When you have gone through the records below, state only how many lines include the word "segment".

● **RAW DATA**
____

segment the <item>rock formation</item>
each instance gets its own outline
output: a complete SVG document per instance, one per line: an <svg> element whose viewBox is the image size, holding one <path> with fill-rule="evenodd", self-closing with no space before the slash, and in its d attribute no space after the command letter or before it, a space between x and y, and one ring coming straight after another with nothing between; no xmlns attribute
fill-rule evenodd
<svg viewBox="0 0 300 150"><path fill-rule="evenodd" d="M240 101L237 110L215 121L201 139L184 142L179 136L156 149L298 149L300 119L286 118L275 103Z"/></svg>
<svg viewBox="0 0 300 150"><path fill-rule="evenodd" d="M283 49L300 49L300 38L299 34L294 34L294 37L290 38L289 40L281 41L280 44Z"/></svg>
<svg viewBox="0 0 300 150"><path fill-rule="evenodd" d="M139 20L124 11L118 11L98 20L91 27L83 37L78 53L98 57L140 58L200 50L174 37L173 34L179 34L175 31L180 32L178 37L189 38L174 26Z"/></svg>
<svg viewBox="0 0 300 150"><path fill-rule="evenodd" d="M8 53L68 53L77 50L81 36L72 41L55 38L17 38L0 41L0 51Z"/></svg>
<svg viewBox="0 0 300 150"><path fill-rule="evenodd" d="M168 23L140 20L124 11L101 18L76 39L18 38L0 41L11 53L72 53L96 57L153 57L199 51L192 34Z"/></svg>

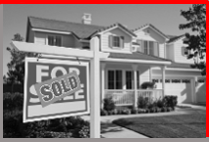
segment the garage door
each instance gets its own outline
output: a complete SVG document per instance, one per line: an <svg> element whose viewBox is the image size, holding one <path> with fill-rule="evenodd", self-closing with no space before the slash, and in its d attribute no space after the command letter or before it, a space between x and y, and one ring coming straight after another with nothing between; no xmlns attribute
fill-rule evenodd
<svg viewBox="0 0 209 142"><path fill-rule="evenodd" d="M158 89L162 89L162 79L154 78ZM166 78L165 95L174 95L178 97L178 104L192 103L192 80L180 78Z"/></svg>
<svg viewBox="0 0 209 142"><path fill-rule="evenodd" d="M199 104L206 104L206 82L203 78L196 82L196 100Z"/></svg>

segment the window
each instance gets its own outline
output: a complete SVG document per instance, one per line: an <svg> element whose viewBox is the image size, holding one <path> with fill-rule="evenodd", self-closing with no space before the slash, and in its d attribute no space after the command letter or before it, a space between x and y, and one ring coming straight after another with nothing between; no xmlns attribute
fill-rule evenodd
<svg viewBox="0 0 209 142"><path fill-rule="evenodd" d="M198 79L198 82L199 83L205 83L205 80L204 79Z"/></svg>
<svg viewBox="0 0 209 142"><path fill-rule="evenodd" d="M170 79L166 79L165 80L165 83L170 83Z"/></svg>
<svg viewBox="0 0 209 142"><path fill-rule="evenodd" d="M172 83L180 83L180 82L181 82L180 79L173 79L173 80L172 80Z"/></svg>
<svg viewBox="0 0 209 142"><path fill-rule="evenodd" d="M158 83L158 79L153 79L152 82Z"/></svg>
<svg viewBox="0 0 209 142"><path fill-rule="evenodd" d="M190 80L189 79L183 79L181 82L182 83L190 83Z"/></svg>
<svg viewBox="0 0 209 142"><path fill-rule="evenodd" d="M132 89L132 71L126 71L126 89Z"/></svg>
<svg viewBox="0 0 209 142"><path fill-rule="evenodd" d="M154 55L154 42L153 41L149 42L149 54Z"/></svg>
<svg viewBox="0 0 209 142"><path fill-rule="evenodd" d="M114 47L120 47L120 37L113 36L113 46Z"/></svg>
<svg viewBox="0 0 209 142"><path fill-rule="evenodd" d="M48 45L62 46L61 43L61 36L48 36Z"/></svg>
<svg viewBox="0 0 209 142"><path fill-rule="evenodd" d="M158 42L144 40L141 46L142 52L145 54L158 56Z"/></svg>
<svg viewBox="0 0 209 142"><path fill-rule="evenodd" d="M109 36L109 47L117 47L123 48L124 47L124 37L123 36Z"/></svg>
<svg viewBox="0 0 209 142"><path fill-rule="evenodd" d="M122 89L122 71L108 71L108 89Z"/></svg>
<svg viewBox="0 0 209 142"><path fill-rule="evenodd" d="M188 56L189 55L189 50L186 47L182 47L182 55L183 56Z"/></svg>
<svg viewBox="0 0 209 142"><path fill-rule="evenodd" d="M144 41L144 53L145 54L149 54L149 51L148 51L148 41Z"/></svg>

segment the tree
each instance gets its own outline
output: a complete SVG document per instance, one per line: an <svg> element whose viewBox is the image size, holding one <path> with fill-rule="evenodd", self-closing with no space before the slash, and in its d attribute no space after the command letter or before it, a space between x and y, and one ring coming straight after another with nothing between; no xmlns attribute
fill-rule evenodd
<svg viewBox="0 0 209 142"><path fill-rule="evenodd" d="M24 38L20 34L15 34L13 41L20 41L23 42ZM21 84L23 86L24 84L24 60L25 57L34 57L37 54L34 53L27 53L27 52L21 52L18 51L15 48L9 48L7 47L7 50L11 54L11 61L7 64L8 67L8 82L13 86L14 84Z"/></svg>
<svg viewBox="0 0 209 142"><path fill-rule="evenodd" d="M206 75L206 4L193 4L188 11L181 11L181 15L188 21L186 24L180 24L180 29L191 29L194 33L186 33L184 41L190 50L188 59L194 59L192 68L198 68L202 75Z"/></svg>
<svg viewBox="0 0 209 142"><path fill-rule="evenodd" d="M3 76L3 84L7 84L7 77L5 75Z"/></svg>

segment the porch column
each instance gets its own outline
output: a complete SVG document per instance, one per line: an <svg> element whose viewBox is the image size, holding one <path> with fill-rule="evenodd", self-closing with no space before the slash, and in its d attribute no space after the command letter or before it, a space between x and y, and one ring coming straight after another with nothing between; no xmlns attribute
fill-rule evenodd
<svg viewBox="0 0 209 142"><path fill-rule="evenodd" d="M106 66L106 63L101 63L101 75L102 75L102 78L101 78L101 108L104 107L104 104L103 104L103 100L105 98L105 66Z"/></svg>
<svg viewBox="0 0 209 142"><path fill-rule="evenodd" d="M162 89L163 89L163 97L165 96L165 66L161 67L162 71Z"/></svg>
<svg viewBox="0 0 209 142"><path fill-rule="evenodd" d="M137 108L137 68L138 65L132 65L134 70L134 108Z"/></svg>

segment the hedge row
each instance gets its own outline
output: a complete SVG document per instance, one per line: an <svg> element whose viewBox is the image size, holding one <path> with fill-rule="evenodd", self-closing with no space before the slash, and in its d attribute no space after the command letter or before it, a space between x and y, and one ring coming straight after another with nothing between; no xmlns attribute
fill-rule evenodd
<svg viewBox="0 0 209 142"><path fill-rule="evenodd" d="M4 94L4 138L88 138L89 122L80 117L23 123L23 94Z"/></svg>

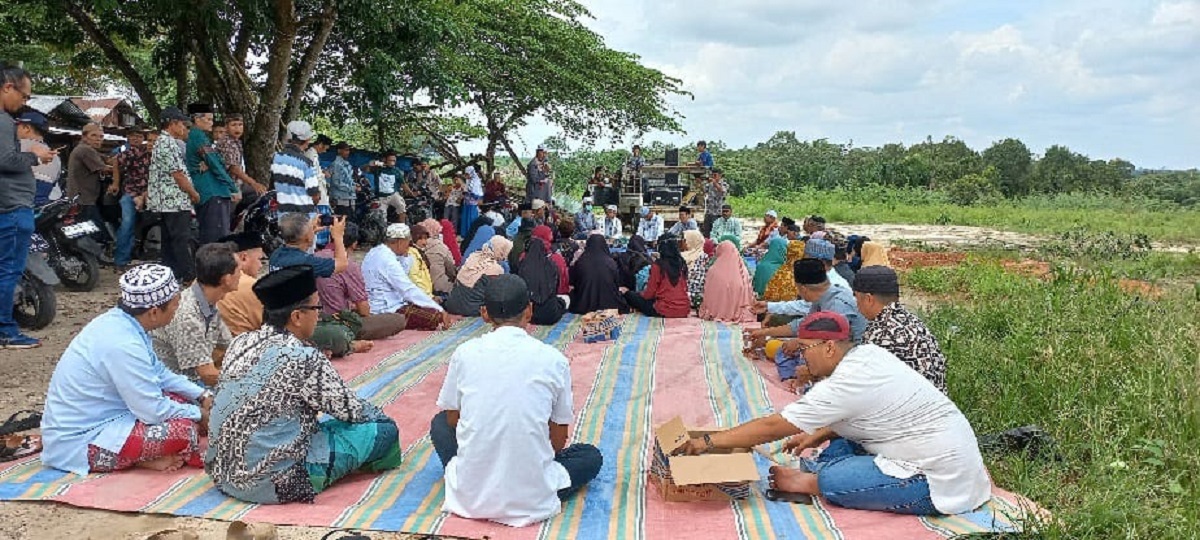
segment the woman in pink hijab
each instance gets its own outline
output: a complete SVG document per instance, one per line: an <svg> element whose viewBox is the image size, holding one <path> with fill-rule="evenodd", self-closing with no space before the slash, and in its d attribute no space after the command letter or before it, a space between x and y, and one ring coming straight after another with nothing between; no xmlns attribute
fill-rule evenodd
<svg viewBox="0 0 1200 540"><path fill-rule="evenodd" d="M754 287L750 271L738 253L737 246L728 240L717 244L716 262L708 269L704 280L704 301L700 303L700 318L729 323L754 322Z"/></svg>
<svg viewBox="0 0 1200 540"><path fill-rule="evenodd" d="M450 249L450 254L454 256L454 264L462 265L462 250L458 248L458 232L454 230L454 224L450 220L443 219L442 224L442 242Z"/></svg>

____

● **RESPONSE FOR THIS EXERCISE**
7